Where a record holds a picture, leave the picture out; otherwise repeat every record exactly.

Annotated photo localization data
**********

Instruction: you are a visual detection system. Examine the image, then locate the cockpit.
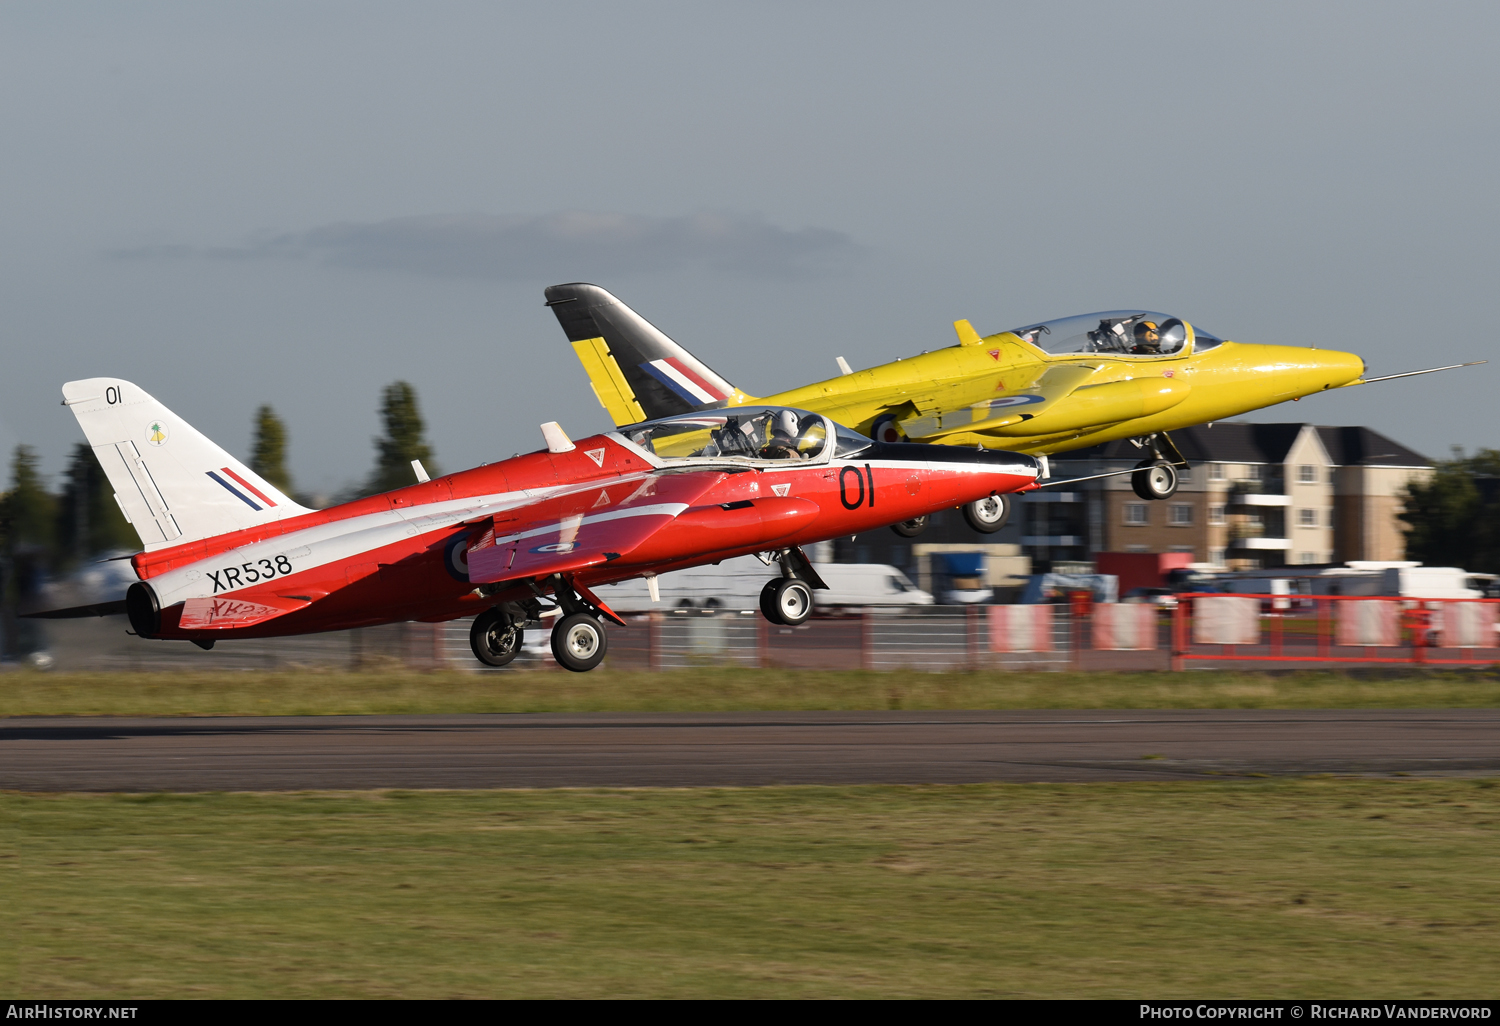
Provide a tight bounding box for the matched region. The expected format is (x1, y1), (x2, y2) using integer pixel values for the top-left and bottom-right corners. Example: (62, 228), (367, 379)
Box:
(1009, 310), (1226, 358)
(618, 407), (874, 465)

**********

EXPECTED OUTPUT:
Instruction: you are a visual detection system. Examine the image, then locate the cockpit.
Provide a tight bounding box for the matched region. The expected format is (x1, y1), (x2, y2) using integer pixel values for the top-left and bottom-right corners. Example: (62, 228), (367, 379)
Box:
(1009, 310), (1226, 358)
(618, 407), (874, 465)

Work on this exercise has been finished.